• **About this task**
Every line below that holds the string "pole" should be copied out.

(Information shown Opens)

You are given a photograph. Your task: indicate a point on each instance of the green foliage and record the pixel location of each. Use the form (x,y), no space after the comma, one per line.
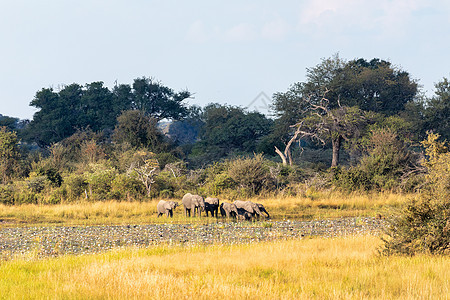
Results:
(96,107)
(37,184)
(126,187)
(100,181)
(77,186)
(6,194)
(423,225)
(385,165)
(250,174)
(10,165)
(229,130)
(51,174)
(139,130)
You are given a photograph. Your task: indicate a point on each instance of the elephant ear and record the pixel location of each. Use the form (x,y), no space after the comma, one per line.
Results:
(249,208)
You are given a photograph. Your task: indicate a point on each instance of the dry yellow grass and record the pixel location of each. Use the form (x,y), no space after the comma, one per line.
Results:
(341,268)
(315,206)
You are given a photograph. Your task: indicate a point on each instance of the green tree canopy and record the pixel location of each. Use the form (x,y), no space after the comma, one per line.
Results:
(61,113)
(9,155)
(139,130)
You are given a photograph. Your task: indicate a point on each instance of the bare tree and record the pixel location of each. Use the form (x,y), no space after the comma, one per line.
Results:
(144,168)
(323,124)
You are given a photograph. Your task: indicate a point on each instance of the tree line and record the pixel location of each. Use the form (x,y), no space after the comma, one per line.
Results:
(358,124)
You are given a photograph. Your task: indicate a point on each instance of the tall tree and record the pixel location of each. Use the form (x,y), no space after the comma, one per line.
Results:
(139,130)
(157,100)
(437,110)
(351,88)
(9,155)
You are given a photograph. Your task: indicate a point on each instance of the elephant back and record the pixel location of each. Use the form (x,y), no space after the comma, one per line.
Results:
(212,201)
(245,205)
(160,206)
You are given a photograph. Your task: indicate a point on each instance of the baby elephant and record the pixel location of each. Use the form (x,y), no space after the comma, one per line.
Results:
(212,206)
(166,207)
(244,215)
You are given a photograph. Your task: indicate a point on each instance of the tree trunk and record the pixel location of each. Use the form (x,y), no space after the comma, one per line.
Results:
(336,144)
(283,157)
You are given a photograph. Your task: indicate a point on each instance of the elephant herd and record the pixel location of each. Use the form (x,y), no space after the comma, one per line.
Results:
(195,204)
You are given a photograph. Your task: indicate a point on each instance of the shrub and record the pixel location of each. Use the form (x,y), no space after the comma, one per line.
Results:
(100,183)
(37,184)
(387,165)
(251,174)
(423,225)
(77,186)
(126,187)
(6,194)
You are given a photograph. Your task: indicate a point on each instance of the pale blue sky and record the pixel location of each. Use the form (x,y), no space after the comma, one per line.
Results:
(223,51)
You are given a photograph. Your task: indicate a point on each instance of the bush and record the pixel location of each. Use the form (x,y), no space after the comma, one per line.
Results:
(387,165)
(100,183)
(251,174)
(126,187)
(77,186)
(423,225)
(37,184)
(6,194)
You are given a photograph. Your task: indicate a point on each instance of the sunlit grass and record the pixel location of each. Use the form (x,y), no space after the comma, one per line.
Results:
(316,206)
(340,268)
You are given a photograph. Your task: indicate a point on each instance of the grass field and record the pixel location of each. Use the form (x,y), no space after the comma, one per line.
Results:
(314,206)
(339,268)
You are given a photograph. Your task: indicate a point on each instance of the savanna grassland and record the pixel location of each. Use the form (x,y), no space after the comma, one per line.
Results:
(339,268)
(347,267)
(315,205)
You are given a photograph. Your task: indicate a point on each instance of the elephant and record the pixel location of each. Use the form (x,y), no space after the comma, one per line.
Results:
(263,210)
(251,207)
(194,203)
(244,215)
(212,206)
(166,207)
(228,210)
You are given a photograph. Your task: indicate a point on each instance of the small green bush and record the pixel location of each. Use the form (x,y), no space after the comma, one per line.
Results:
(77,186)
(423,225)
(37,184)
(100,183)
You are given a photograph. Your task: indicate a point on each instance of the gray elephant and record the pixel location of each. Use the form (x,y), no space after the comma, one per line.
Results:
(228,210)
(263,210)
(194,203)
(212,206)
(243,215)
(166,207)
(249,206)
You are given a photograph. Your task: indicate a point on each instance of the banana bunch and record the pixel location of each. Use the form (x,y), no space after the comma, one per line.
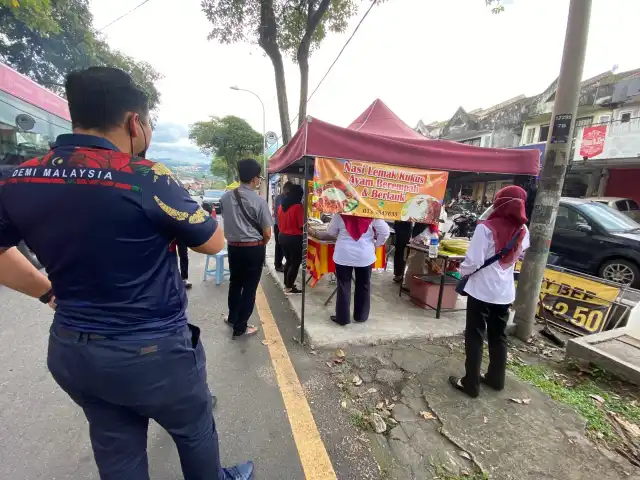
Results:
(458,246)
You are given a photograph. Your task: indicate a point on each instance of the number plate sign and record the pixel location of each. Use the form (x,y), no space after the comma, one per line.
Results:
(575,304)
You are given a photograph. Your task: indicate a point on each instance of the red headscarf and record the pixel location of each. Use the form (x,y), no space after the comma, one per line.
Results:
(507,218)
(356,226)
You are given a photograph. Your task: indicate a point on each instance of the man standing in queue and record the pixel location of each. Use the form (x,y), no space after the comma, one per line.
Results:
(247,227)
(120,345)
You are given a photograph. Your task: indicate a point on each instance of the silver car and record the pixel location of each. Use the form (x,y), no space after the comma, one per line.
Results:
(626,206)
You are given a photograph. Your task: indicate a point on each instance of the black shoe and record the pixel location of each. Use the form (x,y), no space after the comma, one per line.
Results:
(457,384)
(334,319)
(292,291)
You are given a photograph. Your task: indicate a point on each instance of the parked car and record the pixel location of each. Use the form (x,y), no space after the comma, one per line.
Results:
(212,197)
(625,205)
(594,238)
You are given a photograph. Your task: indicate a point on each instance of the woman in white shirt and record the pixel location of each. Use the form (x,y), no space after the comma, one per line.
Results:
(491,290)
(356,241)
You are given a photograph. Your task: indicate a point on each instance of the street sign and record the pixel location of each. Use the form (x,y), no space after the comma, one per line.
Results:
(271,138)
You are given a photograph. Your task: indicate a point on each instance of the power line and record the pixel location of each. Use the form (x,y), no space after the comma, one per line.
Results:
(355,30)
(122,16)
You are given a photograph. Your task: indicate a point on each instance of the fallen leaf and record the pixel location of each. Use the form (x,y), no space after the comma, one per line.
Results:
(427,415)
(465,455)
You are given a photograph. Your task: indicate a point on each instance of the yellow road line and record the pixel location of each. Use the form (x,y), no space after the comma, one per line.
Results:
(313,455)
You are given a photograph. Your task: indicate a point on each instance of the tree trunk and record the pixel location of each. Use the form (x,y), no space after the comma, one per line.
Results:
(314,17)
(269,43)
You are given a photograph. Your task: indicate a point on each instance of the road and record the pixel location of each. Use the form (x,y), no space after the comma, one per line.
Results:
(45,435)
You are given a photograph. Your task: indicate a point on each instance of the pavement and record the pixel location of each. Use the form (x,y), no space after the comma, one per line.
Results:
(45,435)
(430,430)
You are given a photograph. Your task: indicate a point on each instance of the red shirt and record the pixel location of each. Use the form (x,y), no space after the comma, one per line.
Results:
(291,221)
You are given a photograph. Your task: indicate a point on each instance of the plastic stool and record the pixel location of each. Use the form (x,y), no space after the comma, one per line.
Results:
(219,270)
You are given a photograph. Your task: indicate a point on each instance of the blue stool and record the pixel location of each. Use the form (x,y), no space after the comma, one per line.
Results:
(219,270)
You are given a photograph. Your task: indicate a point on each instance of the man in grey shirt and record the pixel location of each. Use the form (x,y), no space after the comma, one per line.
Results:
(247,228)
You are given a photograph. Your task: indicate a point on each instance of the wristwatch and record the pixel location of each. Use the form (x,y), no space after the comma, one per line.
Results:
(46,298)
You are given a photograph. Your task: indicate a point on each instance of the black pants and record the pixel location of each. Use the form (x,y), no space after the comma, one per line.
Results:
(245,267)
(493,318)
(362,298)
(183,255)
(402,237)
(121,384)
(279,251)
(292,247)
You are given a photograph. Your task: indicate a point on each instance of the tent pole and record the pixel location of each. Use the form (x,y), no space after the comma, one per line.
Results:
(305,242)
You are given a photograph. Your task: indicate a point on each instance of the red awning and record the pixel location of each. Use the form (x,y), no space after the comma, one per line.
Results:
(379,136)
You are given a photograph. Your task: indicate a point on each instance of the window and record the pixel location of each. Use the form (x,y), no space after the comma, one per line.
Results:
(569,219)
(544,133)
(530,135)
(621,205)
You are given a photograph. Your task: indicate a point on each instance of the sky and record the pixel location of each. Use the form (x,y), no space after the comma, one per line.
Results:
(423,58)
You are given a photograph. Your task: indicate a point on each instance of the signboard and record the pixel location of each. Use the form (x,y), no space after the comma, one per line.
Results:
(561,128)
(576,304)
(593,141)
(373,190)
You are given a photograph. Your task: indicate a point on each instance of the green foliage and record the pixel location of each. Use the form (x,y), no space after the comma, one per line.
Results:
(227,139)
(239,21)
(47,50)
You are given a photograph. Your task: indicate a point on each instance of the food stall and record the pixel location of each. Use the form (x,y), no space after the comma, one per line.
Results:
(380,141)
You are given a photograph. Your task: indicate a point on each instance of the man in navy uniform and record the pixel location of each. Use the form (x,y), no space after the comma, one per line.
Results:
(104,222)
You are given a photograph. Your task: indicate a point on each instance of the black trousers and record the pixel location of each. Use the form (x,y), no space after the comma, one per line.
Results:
(292,247)
(492,318)
(183,255)
(402,237)
(279,250)
(362,297)
(245,267)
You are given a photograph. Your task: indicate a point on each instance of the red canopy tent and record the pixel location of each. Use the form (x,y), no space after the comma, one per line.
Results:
(379,136)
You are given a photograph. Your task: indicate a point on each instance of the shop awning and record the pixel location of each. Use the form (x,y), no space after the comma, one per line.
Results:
(379,136)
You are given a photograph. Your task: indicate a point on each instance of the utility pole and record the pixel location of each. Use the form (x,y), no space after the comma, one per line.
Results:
(556,159)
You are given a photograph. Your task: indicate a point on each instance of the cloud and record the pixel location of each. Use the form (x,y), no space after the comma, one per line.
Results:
(171,140)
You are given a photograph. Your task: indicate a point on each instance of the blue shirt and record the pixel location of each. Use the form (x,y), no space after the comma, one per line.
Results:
(104,225)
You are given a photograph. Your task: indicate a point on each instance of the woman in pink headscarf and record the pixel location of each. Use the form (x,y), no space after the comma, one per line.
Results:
(491,288)
(356,241)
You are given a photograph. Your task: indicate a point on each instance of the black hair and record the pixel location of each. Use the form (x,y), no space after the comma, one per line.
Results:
(99,98)
(292,197)
(248,169)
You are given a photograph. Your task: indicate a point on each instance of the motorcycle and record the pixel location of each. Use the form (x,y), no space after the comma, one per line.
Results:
(464,224)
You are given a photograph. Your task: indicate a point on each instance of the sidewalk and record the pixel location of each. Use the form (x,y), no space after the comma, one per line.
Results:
(392,318)
(432,431)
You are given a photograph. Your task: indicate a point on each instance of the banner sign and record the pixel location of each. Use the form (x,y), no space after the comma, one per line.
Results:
(376,190)
(593,141)
(574,303)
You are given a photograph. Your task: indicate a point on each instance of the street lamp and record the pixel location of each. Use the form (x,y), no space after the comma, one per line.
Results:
(264,137)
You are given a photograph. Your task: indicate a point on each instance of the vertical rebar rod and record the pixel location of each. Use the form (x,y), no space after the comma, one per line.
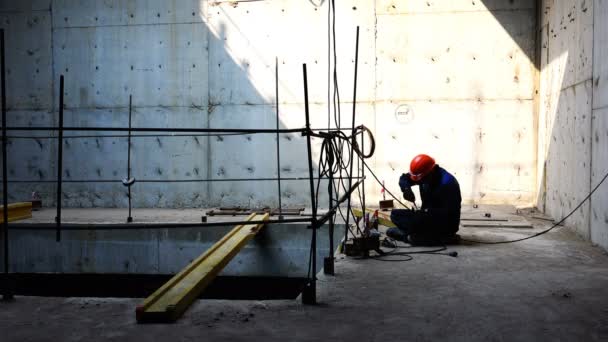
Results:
(363,176)
(7,290)
(59,160)
(129,218)
(278,138)
(352,162)
(313,246)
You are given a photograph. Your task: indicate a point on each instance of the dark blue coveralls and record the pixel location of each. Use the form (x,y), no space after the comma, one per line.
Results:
(438,219)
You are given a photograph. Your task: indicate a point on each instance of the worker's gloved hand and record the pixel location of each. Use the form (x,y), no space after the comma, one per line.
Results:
(408,194)
(404,182)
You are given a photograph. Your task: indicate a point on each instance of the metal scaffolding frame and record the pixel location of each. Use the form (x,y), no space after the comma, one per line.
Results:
(309,293)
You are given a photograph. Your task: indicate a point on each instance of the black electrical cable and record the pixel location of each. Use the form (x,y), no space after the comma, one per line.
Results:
(548,229)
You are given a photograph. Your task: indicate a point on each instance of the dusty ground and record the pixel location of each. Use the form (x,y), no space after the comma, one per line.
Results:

(Information shown Closes)

• **Answer section**
You are given a photograph. Your task: indicate a point on each instance of the tent pole and record the pixel location of each. Use the form (x,y), no space after the comma, one per line.
You are given a photograph. Your task: indicate a point on each instance of the utility pole and record the pixel location of each. Use the form (x,y), no space after the comma, one per line.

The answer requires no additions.